> **Document section**
Because of the coronavirus, officials at the Boston Marathon announced the 124-year-old race will go on, but in September.
Boston officials announced on March 13 during a press conference that the 2020 Boston Marathon will be postponed until September 14, rescheduled from April 20 amid concerns about COVID-19 (“coronavirus”). On Wednesday, the Boston Athletic Association released details about how they’ll cope with 2020 race registrations for runners who opt not to participate in September.
Runners entered in the 2020 race can either compete in the event on September 14 or receive a refund. Those who decide to have their registration fees refunded must request it by May 29. The 2020 Boston Marathon will also serve as a qualifier for 2021—registration for the 2021 Boston Marathon will take place sometime after September 14, officials said.
“Our primary focus remains on the health and well-being of participants, staff, volunteers, spectators, supporters, and everyone in our greater community,” said Tom Grilk, Chief Executive Officer of the B.A.A., in a written statement. “We’d like our entrants to join us in September. However, while we are in the midst of the evolving COVID-19 pandemic, we want to extend an offer of refund to our entrants so they may be able to plan accordingly.”
The state will declare September 14 a holiday, tentatively called “Marathon Day,” just like the spring Monday is Patriots’ Day in Massachusetts.
The London Marathon has also been rescheduled from April 26 to October 4, the organizers announced on Friday. Runners will be able to choose to use their entry on the rescheduled date, defer entry to 2021, or receive a refund of the registration fee.
“We know that there will be many, many questions from runners, charities and others and we ask you to please bear with us as we work through the detailed planning process to deliver the 2020 Virgin Money London Marathon on its new scheduled date,” said Hugh Brasher, London event director, in a written statement. “We will email all runners and charities today and then update them via email by the end of next week at the latest. We will also post regular updates on our website and social media channels.”

> **Given entries**
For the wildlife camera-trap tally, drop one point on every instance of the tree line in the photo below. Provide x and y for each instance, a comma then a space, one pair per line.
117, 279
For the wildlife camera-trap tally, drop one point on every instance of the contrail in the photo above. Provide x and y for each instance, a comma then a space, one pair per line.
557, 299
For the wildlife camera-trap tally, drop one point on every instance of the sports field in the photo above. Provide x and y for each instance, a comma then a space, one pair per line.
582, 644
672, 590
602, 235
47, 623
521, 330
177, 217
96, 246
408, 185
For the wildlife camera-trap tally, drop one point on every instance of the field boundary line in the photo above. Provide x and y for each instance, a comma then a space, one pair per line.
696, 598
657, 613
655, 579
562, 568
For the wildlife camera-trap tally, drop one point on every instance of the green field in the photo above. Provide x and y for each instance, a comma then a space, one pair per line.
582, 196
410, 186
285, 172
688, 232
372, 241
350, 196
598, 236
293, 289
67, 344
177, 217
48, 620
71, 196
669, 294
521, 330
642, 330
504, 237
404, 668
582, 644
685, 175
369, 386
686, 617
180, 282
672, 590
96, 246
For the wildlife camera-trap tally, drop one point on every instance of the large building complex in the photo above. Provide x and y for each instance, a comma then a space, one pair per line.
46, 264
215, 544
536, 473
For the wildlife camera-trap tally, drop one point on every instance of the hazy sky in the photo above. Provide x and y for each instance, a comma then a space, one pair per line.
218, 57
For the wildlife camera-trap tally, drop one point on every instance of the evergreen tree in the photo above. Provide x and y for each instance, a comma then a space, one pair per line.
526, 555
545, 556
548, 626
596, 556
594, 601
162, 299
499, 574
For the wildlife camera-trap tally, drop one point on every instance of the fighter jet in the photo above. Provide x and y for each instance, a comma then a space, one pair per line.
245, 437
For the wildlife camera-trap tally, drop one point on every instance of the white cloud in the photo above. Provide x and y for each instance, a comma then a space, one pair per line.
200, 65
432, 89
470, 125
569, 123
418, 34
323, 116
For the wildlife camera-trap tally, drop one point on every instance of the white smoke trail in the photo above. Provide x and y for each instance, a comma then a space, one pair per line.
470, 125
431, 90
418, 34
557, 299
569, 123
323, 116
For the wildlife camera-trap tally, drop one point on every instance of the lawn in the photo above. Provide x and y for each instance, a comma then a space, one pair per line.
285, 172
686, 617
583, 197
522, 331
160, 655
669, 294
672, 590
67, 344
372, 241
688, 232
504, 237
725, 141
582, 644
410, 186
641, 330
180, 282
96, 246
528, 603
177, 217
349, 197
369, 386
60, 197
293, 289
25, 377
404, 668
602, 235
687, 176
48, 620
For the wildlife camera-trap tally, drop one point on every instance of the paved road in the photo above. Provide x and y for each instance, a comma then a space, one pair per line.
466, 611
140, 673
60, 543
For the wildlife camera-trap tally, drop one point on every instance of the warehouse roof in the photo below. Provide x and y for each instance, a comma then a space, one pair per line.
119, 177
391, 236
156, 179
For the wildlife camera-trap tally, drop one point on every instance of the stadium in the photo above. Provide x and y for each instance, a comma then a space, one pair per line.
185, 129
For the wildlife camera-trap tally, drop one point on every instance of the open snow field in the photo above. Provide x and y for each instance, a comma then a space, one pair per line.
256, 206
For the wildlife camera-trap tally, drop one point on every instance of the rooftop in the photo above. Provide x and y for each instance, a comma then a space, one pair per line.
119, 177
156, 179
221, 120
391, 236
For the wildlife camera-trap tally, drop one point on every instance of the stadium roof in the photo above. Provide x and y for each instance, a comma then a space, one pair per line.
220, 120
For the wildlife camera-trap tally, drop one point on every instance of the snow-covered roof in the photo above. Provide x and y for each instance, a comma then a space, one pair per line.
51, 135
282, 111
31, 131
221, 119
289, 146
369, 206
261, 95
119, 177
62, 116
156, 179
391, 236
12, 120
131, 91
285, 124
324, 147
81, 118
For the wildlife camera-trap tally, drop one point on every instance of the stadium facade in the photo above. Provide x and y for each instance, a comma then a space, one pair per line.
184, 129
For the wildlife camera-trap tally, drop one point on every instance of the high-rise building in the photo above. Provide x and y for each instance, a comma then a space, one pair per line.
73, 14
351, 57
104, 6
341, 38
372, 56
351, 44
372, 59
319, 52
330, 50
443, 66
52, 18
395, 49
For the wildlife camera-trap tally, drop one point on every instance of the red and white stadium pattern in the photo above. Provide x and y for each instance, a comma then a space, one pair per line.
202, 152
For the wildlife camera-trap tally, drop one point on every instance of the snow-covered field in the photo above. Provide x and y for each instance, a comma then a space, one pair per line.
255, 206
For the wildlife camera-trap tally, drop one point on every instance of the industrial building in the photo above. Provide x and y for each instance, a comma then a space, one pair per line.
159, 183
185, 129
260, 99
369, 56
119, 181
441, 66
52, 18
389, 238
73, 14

> **Apply what you read**
**a)** In the article on the postponed Boston and London marathons:
(i) By what date must Boston entrants request a refund of their registration fees?
(ii) What is the tentative name of the holiday the state will declare on September 14?
(iii) To what date was the London Marathon moved?
**b)** Resume the article on the postponed Boston and London marathons after its last sentence.

> **Answers below**
**a)**
(i) May 29
(ii) "Marathon Day"
(iii) October 4

**b)**
Boston and London are not the only races grappling with how to proceed during the pandemic. The Tokyo Marathon, which like the Boston Marathon is part of the World Marathon Majors (WMM), decided to hold an elite-only race on March 1—it usually draws a field of more than 35,000 runners. The Rome and Barcelona marathons are also among the races that will not go on this year—other international events, like the world half marathon championships in Poland, have been postponed until the fall.
U.S.A. Track & Field is also rescheduling the 2020 U.S. Olympic Trials, which were scheduled for June, following the postponement of the 2020 Olympics to 2021.
The NYC Half marathon with about 25,000 runners was canceled earlier in March. New York Road Runners officials said in a statement that resources to safely accommodate the large-scale event on the streets of Brooklyn and Manhattan became strained as more residents fell ill with the COVID-19 virus\.
“The NYRR team worked hard to adjust plans, implementing modifications and accommodations to alleviate crowding and facilitate social distancing,” the statement said. “Unfortunately, it has become clear that we will be unable to proceed in the manner that our runners have come to expect at NYRR events, where the safety and security of our runners, volunteers, staff, partners, and spectators are our main concern.”
Runners have the opportunity to receive a registration fee refund or defer their entry until next year.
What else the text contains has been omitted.